[Start Stored rows]
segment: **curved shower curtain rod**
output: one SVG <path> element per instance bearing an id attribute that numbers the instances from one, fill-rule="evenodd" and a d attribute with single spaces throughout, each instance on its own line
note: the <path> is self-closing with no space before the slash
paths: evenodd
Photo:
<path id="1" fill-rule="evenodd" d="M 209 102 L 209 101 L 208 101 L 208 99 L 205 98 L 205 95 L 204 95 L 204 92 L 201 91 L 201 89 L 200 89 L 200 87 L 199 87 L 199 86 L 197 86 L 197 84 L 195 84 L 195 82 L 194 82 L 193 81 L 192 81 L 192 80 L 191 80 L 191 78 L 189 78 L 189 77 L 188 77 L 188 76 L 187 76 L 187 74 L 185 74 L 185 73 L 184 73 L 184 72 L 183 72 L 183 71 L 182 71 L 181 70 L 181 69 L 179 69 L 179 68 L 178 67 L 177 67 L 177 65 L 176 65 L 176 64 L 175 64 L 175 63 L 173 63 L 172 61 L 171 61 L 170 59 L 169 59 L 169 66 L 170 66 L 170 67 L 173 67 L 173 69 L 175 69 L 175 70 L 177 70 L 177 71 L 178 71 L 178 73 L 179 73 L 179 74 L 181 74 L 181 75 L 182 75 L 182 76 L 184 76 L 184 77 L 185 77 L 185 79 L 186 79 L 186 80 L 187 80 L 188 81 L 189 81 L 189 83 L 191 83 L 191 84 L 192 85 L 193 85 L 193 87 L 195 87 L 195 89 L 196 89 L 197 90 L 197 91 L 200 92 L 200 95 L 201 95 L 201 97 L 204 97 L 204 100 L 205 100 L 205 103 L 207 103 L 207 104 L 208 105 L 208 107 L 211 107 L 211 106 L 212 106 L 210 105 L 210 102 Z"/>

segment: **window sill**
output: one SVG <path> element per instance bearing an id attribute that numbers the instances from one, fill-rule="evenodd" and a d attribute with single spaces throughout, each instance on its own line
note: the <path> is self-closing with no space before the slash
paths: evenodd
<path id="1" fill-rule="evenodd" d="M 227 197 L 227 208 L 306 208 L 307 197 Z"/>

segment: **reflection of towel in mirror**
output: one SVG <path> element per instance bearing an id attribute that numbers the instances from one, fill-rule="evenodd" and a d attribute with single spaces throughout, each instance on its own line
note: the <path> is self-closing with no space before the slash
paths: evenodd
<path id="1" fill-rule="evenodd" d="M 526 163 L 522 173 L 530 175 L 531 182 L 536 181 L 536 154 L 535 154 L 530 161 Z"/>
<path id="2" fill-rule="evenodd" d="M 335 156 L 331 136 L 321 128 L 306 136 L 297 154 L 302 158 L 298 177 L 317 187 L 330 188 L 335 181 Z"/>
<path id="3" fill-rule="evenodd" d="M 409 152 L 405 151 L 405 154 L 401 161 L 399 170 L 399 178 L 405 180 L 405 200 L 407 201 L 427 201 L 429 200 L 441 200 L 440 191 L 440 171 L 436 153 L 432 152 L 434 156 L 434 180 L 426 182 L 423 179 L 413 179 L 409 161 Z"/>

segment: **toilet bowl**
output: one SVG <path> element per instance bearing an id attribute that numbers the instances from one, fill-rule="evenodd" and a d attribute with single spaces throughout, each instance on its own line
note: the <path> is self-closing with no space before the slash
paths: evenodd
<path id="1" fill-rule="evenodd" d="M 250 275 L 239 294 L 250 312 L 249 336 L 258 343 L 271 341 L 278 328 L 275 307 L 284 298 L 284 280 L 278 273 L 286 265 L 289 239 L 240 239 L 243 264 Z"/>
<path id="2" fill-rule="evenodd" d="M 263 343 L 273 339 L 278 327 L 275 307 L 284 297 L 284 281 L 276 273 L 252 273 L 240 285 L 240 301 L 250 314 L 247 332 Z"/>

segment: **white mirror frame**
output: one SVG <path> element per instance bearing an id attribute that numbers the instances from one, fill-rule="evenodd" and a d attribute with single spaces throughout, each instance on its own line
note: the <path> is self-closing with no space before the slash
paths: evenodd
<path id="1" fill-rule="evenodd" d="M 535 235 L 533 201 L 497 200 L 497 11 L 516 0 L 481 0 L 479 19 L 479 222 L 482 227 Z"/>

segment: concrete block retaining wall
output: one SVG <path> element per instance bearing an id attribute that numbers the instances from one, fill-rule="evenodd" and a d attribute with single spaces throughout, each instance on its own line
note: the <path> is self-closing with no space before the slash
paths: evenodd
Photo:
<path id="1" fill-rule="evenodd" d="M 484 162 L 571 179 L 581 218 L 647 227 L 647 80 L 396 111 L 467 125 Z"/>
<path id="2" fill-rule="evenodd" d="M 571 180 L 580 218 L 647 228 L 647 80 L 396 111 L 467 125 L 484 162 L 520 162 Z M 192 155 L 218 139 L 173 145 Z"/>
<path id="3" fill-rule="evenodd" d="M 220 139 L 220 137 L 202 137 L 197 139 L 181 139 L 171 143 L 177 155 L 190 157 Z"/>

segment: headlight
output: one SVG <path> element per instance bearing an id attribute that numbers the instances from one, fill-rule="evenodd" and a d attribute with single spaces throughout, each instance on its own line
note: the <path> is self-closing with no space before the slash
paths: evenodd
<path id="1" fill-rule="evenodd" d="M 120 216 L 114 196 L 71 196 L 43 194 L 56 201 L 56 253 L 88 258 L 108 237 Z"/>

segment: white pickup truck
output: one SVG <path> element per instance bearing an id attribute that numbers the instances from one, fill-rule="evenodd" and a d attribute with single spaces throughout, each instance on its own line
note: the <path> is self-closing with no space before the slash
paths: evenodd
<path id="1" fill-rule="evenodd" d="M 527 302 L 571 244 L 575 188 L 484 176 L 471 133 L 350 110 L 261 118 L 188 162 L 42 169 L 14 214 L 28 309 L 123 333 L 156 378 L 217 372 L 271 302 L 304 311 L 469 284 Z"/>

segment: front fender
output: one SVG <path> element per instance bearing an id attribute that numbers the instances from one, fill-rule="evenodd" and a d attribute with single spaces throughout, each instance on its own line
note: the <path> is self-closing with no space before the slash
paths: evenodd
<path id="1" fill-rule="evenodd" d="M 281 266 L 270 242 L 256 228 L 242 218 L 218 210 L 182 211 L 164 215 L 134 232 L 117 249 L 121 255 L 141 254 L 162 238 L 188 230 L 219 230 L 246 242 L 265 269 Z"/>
[End Stored rows]
# [Prompt]
Rewrite the data above with every "self-closing" replaced by "self-terminating", and keep everything else the same.

# [Exercise output]
segment: **curved shower curtain rod**
output: one SVG <path> element per instance bearing an id attribute that numbers the instances from one, fill-rule="evenodd" and a d attribute with single spaces throughout, each instance on its own line
note: the <path> is self-terminating with no space before the slash
paths: evenodd
Photo:
<path id="1" fill-rule="evenodd" d="M 209 102 L 209 101 L 208 101 L 208 99 L 205 98 L 205 95 L 204 95 L 204 92 L 201 91 L 201 89 L 200 89 L 200 87 L 199 87 L 199 86 L 197 86 L 197 84 L 195 84 L 195 82 L 194 82 L 193 81 L 192 81 L 192 80 L 191 80 L 191 78 L 189 78 L 189 77 L 188 77 L 188 76 L 187 76 L 187 74 L 185 74 L 185 73 L 184 73 L 184 72 L 183 72 L 183 71 L 182 71 L 181 70 L 181 69 L 179 69 L 179 68 L 178 67 L 177 67 L 177 65 L 176 65 L 176 64 L 175 64 L 175 63 L 173 63 L 172 61 L 171 61 L 170 59 L 169 59 L 169 66 L 170 66 L 170 67 L 173 67 L 173 69 L 175 69 L 175 70 L 177 70 L 177 71 L 178 71 L 178 73 L 179 73 L 179 74 L 181 74 L 181 75 L 182 75 L 182 76 L 184 76 L 184 77 L 185 77 L 185 79 L 186 79 L 186 80 L 187 80 L 188 81 L 189 81 L 189 83 L 191 83 L 191 84 L 192 85 L 193 85 L 193 87 L 195 87 L 195 89 L 196 89 L 197 90 L 197 91 L 200 92 L 200 95 L 201 95 L 201 97 L 204 97 L 204 100 L 205 100 L 205 103 L 207 103 L 207 104 L 208 105 L 208 107 L 211 107 L 211 106 L 212 106 L 210 105 L 210 102 Z"/>

segment: **window sill**
output: one SVG <path> element per instance bearing an id attribute that numbers the instances from one, fill-rule="evenodd" and a d attribute with single spaces throughout, each instance on its own line
note: the <path> is self-terminating with no space before the slash
paths: evenodd
<path id="1" fill-rule="evenodd" d="M 227 197 L 227 208 L 306 208 L 307 197 Z"/>

segment: **reflection of towel in mirror**
output: one SVG <path> element per instance bearing an id attribute that numbers the instances from one, fill-rule="evenodd" and a d attribute with single spaces throughout, each instance on its own line
note: the <path> is self-terminating with no space before the slash
paths: evenodd
<path id="1" fill-rule="evenodd" d="M 526 163 L 522 173 L 530 175 L 531 182 L 536 181 L 536 154 L 535 154 L 530 161 Z"/>
<path id="2" fill-rule="evenodd" d="M 335 156 L 331 136 L 321 128 L 306 136 L 297 154 L 302 158 L 298 177 L 317 187 L 330 188 L 335 181 Z"/>
<path id="3" fill-rule="evenodd" d="M 409 152 L 405 151 L 405 154 L 401 161 L 399 170 L 399 178 L 405 180 L 405 200 L 407 201 L 427 201 L 429 200 L 441 200 L 440 191 L 440 171 L 436 153 L 432 152 L 434 156 L 434 180 L 426 182 L 423 179 L 413 179 L 409 161 Z"/>

segment: **toilet bowl**
output: one SVG <path> element per instance bearing an id attribute that numbers the instances from one, fill-rule="evenodd" and a d attribute with single spaces throughout, each instance on its own line
note: the <path> is self-terminating with no space before the slash
paths: evenodd
<path id="1" fill-rule="evenodd" d="M 250 275 L 239 294 L 250 312 L 249 336 L 258 343 L 271 341 L 278 328 L 275 307 L 284 298 L 284 280 L 278 273 L 286 265 L 289 239 L 240 239 L 243 264 Z"/>
<path id="2" fill-rule="evenodd" d="M 263 343 L 273 339 L 278 327 L 275 307 L 284 297 L 284 281 L 276 273 L 252 273 L 240 285 L 240 301 L 250 314 L 247 332 Z"/>

segment: **white mirror frame**
output: one SVG <path> element per instance bearing an id attribute that numbers the instances from one, fill-rule="evenodd" and a d attribute with single spaces throughout, each instance on its own line
note: the <path> is self-terminating with no space before the slash
paths: evenodd
<path id="1" fill-rule="evenodd" d="M 535 235 L 533 201 L 497 200 L 497 11 L 516 0 L 481 0 L 479 19 L 479 222 L 482 227 Z"/>

segment: concrete block retaining wall
output: one SVG <path> element per instance bearing an id attribute that numbers the instances from one, fill-rule="evenodd" and a d attribute with single spaces throughout, each instance on its own line
note: the <path> is self-terminating with no space before the slash
paths: evenodd
Photo:
<path id="1" fill-rule="evenodd" d="M 484 162 L 571 179 L 581 218 L 647 227 L 647 80 L 396 111 L 467 125 Z"/>
<path id="2" fill-rule="evenodd" d="M 571 180 L 580 218 L 647 228 L 647 80 L 396 111 L 467 125 L 484 162 L 520 162 Z M 192 155 L 218 139 L 173 145 Z"/>
<path id="3" fill-rule="evenodd" d="M 220 139 L 220 137 L 202 137 L 197 139 L 181 139 L 171 143 L 177 155 L 190 157 Z"/>

segment: headlight
output: one SVG <path> element per instance bearing an id attribute that numbers the instances from one, fill-rule="evenodd" and a d attribute with single spaces throughout, each instance on its own line
note: the <path> is self-terminating with no space before the slash
paths: evenodd
<path id="1" fill-rule="evenodd" d="M 120 216 L 114 196 L 71 196 L 43 194 L 56 201 L 56 253 L 88 258 L 108 237 Z"/>

segment: white pickup truck
output: one SVG <path> element per instance bearing an id attribute that numbers the instances from one, fill-rule="evenodd" and a d attribute with single spaces throughout, each instance on its own line
note: the <path> is self-terminating with no space before the slash
paths: evenodd
<path id="1" fill-rule="evenodd" d="M 527 302 L 571 244 L 575 188 L 484 176 L 471 133 L 350 110 L 261 118 L 188 162 L 42 169 L 14 214 L 28 309 L 123 333 L 156 378 L 217 372 L 271 302 L 304 311 L 469 284 Z"/>

segment: front fender
output: one SVG <path> element per instance bearing an id attribute that numbers the instances from one, fill-rule="evenodd" and a d attribute with single spaces throughout, each instance on its own line
note: the <path> is self-terminating with no space before the slash
paths: evenodd
<path id="1" fill-rule="evenodd" d="M 281 266 L 270 242 L 256 228 L 242 218 L 218 210 L 182 211 L 164 215 L 134 232 L 117 249 L 121 255 L 141 254 L 162 238 L 188 230 L 219 230 L 246 242 L 265 269 Z"/>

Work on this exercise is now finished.